_What is needed:_
Pull every line containing the word "given" from the records.

_Provided information:_
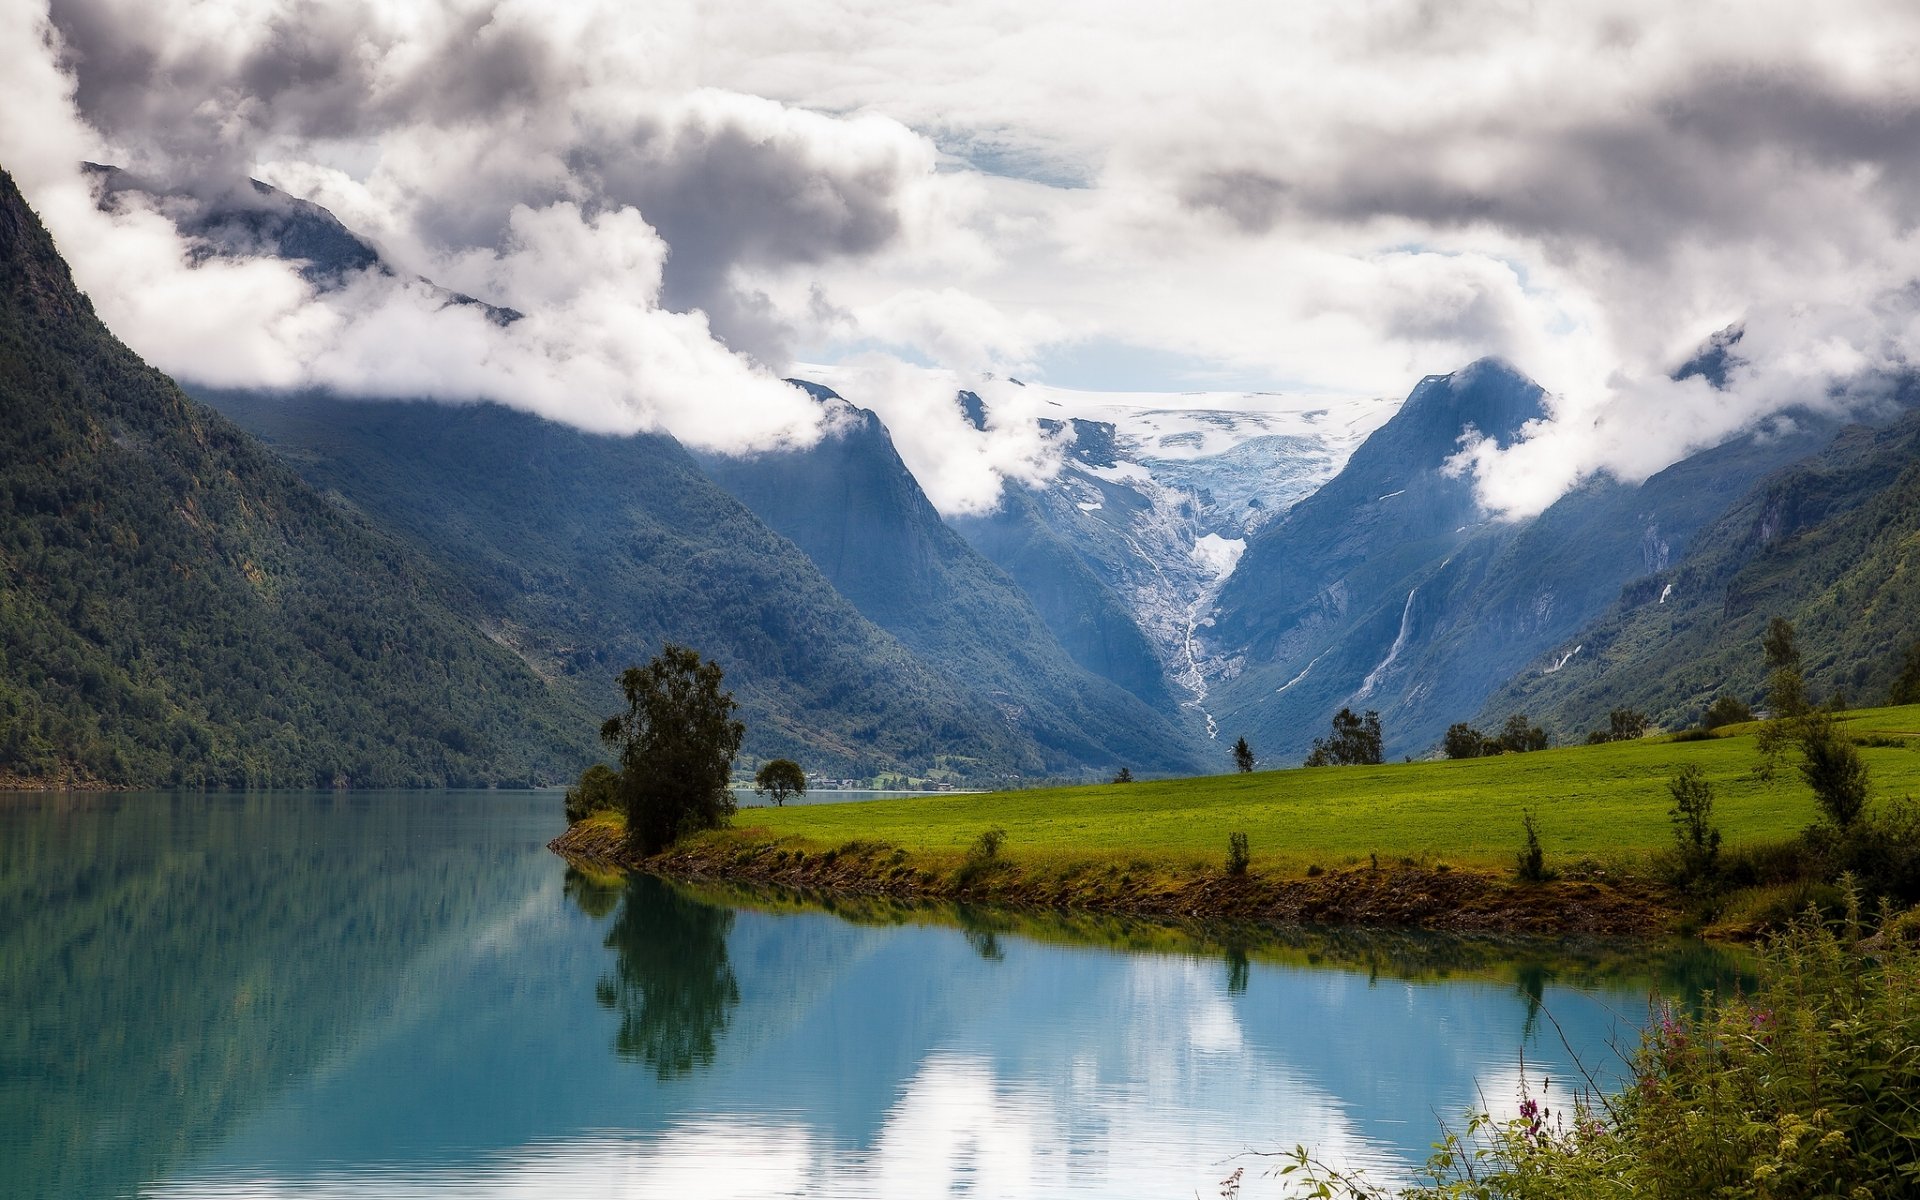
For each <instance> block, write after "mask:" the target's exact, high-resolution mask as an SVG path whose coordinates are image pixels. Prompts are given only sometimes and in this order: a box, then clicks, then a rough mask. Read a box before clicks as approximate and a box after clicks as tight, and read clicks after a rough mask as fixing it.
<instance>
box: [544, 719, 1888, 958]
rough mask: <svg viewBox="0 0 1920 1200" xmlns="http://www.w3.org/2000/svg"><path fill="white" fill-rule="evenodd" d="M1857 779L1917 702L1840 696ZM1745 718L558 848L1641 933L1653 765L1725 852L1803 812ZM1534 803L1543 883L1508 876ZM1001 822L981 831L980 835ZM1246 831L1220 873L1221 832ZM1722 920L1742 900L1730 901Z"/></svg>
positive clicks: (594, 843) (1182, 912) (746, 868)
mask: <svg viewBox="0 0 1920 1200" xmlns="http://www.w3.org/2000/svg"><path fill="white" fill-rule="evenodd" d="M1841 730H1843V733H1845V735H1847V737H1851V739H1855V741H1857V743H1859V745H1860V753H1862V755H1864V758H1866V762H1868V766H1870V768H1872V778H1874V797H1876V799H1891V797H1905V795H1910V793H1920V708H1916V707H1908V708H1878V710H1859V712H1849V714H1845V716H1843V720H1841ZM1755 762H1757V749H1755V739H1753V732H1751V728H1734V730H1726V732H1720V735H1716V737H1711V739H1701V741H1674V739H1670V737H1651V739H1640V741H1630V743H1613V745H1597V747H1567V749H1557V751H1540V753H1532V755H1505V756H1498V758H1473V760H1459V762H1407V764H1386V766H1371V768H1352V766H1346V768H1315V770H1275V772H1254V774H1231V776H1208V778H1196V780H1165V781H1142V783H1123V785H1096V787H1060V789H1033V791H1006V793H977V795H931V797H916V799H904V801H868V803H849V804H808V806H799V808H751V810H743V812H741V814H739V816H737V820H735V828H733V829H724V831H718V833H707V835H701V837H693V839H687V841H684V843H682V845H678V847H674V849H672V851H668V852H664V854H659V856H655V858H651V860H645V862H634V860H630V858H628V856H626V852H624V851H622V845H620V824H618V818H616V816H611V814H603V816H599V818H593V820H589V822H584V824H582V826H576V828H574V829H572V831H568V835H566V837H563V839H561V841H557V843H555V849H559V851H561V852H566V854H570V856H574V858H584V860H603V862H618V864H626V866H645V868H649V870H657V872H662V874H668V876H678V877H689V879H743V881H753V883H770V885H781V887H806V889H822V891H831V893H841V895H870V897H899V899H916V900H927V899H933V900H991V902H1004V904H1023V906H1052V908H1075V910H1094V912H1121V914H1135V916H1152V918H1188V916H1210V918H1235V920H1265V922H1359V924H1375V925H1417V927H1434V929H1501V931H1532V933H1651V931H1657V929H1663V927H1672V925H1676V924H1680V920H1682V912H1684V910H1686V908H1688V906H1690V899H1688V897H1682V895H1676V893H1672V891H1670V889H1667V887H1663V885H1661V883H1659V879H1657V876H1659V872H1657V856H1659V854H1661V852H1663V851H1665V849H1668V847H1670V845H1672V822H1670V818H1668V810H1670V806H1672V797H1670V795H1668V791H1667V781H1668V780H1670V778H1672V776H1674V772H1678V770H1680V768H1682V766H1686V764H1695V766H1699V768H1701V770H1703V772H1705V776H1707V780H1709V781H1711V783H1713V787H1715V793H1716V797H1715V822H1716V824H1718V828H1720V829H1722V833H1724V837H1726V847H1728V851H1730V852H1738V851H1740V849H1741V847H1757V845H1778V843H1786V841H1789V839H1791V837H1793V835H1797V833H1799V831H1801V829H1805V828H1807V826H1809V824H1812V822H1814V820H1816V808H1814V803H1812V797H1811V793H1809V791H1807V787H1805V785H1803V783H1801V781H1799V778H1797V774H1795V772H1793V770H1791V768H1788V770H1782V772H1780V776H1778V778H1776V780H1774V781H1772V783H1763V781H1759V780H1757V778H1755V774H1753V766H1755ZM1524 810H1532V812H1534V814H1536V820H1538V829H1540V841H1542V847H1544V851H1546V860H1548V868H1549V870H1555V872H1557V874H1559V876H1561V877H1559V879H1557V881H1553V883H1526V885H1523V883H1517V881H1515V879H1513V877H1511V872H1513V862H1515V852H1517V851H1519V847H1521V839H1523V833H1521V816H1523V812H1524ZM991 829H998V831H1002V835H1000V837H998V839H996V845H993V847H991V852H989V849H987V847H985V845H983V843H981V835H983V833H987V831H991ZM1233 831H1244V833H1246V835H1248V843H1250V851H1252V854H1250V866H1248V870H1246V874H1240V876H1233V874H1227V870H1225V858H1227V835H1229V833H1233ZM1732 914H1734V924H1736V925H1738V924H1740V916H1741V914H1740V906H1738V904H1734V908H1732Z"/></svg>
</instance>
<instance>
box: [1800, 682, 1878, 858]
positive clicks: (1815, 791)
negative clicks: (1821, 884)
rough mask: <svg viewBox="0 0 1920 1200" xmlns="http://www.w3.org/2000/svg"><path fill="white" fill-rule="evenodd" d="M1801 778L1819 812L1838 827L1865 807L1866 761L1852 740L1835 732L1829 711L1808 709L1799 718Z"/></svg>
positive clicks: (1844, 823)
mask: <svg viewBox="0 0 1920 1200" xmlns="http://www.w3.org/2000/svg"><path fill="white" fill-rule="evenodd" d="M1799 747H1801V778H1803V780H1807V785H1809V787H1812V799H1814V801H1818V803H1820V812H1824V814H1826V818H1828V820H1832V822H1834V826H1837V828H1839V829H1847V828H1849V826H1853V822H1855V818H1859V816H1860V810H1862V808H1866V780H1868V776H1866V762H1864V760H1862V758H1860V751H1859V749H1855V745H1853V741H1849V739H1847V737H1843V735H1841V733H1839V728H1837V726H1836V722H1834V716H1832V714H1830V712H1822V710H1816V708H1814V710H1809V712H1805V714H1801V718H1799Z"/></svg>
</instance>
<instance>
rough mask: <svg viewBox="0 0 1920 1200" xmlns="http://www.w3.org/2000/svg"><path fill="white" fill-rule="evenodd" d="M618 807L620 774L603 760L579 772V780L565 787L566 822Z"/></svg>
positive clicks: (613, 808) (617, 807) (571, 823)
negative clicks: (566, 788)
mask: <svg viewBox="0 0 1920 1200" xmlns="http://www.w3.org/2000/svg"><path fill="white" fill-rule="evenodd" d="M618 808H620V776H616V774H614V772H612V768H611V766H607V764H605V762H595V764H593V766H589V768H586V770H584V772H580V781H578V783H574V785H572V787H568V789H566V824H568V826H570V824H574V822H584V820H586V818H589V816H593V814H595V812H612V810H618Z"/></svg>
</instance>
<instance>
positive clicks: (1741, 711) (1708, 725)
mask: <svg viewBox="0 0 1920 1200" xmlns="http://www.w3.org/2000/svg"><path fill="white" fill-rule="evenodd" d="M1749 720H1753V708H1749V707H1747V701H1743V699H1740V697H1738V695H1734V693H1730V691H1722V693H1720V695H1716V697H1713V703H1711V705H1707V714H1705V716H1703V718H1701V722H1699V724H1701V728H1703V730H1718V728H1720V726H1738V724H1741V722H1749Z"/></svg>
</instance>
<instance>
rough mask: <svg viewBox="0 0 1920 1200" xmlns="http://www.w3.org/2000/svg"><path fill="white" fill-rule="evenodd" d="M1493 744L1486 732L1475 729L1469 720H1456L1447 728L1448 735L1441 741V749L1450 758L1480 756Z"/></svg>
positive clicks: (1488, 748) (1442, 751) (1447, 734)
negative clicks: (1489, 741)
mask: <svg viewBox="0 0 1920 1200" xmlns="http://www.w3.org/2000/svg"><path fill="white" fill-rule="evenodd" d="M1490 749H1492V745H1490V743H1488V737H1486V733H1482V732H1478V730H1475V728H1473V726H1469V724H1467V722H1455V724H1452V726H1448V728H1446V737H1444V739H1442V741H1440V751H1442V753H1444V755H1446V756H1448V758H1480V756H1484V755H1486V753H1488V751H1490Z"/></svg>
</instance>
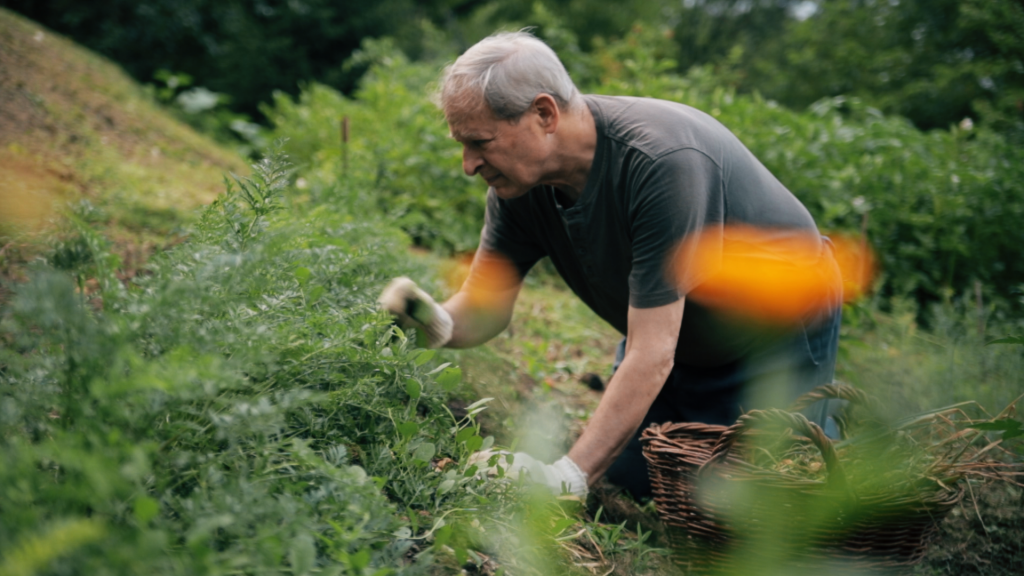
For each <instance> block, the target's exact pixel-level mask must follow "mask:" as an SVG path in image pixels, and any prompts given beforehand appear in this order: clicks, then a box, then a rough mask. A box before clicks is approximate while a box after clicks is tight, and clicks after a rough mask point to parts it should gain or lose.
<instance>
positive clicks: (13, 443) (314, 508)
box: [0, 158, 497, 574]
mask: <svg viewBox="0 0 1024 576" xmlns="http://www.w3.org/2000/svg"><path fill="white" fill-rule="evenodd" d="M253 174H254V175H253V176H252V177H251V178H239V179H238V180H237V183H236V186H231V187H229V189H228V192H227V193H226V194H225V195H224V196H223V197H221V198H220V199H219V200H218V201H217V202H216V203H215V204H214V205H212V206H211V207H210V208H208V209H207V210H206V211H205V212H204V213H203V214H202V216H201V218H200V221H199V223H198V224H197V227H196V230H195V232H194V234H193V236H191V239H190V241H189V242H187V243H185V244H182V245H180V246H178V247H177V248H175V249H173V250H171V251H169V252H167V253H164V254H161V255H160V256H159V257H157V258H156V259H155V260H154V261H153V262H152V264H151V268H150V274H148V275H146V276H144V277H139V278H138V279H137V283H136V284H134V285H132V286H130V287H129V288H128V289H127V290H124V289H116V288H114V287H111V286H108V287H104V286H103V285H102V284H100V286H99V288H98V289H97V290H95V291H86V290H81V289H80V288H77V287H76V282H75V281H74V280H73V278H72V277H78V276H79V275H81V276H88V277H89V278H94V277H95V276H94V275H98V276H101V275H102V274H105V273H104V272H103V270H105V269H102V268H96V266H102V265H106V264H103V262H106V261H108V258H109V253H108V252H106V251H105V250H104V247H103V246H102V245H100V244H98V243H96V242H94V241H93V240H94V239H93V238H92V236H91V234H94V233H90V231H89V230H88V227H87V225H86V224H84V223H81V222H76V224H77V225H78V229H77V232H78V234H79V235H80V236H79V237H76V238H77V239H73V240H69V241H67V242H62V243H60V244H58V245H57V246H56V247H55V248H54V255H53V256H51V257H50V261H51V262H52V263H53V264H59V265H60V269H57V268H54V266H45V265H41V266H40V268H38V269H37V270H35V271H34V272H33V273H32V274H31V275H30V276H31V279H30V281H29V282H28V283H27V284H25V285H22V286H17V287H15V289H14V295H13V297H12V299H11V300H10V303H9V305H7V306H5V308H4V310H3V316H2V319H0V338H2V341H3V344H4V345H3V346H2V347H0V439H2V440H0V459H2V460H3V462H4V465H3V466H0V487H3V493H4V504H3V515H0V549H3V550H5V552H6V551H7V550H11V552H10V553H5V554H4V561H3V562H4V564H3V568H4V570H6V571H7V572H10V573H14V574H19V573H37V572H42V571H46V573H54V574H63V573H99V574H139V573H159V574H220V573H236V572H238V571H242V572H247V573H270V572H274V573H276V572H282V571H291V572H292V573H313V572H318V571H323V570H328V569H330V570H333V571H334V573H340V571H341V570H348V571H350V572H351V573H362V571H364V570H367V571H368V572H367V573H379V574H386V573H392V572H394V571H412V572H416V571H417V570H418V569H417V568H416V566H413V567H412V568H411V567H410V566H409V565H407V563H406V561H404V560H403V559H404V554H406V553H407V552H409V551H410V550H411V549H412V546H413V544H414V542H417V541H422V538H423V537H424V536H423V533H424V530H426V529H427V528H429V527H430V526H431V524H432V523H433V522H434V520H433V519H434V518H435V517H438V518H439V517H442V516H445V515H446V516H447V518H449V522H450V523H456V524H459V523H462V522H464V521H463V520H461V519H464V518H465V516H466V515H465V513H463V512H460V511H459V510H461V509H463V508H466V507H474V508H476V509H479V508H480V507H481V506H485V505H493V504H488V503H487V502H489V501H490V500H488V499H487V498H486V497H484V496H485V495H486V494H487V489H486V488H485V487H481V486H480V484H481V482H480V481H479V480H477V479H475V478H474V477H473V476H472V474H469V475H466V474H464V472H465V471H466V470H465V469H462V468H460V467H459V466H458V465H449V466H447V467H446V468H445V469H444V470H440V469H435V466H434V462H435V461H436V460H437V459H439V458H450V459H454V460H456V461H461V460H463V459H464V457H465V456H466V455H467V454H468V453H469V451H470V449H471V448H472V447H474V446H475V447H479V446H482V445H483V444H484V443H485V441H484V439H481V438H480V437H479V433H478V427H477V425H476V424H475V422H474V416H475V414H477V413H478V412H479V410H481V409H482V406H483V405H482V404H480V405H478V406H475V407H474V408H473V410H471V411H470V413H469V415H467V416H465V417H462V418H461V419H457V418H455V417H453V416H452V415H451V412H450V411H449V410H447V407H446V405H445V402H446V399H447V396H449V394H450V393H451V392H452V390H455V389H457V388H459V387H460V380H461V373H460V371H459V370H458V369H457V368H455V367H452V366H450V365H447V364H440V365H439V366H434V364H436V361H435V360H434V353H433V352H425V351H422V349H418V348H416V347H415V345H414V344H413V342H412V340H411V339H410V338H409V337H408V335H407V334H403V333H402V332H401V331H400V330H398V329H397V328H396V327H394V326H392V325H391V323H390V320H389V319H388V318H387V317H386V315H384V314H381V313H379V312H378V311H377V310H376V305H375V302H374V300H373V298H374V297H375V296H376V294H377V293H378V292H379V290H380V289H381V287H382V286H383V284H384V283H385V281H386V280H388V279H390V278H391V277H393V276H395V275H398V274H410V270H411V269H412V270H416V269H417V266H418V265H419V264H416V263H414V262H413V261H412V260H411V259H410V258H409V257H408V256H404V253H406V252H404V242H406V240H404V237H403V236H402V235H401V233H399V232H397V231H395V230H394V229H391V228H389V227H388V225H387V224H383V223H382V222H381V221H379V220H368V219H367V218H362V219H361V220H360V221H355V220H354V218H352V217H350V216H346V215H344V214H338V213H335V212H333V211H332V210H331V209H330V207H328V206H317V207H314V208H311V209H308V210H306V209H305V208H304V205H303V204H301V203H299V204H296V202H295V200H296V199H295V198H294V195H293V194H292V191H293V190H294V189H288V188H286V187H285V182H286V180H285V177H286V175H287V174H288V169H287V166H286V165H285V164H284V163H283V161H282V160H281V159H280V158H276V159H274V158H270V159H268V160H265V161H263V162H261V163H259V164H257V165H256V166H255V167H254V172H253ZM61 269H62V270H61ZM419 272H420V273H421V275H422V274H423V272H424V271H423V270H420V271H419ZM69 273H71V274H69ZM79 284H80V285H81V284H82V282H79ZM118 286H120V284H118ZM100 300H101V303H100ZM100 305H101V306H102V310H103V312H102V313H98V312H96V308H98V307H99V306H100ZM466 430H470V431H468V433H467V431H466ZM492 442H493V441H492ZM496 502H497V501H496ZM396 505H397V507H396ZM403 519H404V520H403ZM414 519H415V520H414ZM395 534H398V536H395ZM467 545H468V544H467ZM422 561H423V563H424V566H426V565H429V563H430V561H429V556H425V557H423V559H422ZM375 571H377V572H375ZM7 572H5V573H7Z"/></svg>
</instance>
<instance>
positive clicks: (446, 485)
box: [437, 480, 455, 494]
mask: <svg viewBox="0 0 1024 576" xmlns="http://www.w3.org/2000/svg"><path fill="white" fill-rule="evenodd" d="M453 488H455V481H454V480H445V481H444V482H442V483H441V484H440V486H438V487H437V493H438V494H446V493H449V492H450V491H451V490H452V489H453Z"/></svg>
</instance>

_Task response:_
For each <instance> block, write after "mask:" the target's exact, high-resolution mask as an SVG path whose coordinates are image pixels. Prompts are given only sometimes and in this order: a box, then clicks, then a rough mask. Read a box before clicks as approximate and a box after clicks as tight, and read clicks after a rough mask as fixing it.
For each <instance> block, the target's exact pixel-level mask must follow "mask:" as an SVG path in image pixels, and any prompts given beforehand appear in this order: clicks, then a box, then a rough mask. A box before clicks is approximate while a box after clicks is tight, and clicks after a rough mask point to parts it should gain or lose.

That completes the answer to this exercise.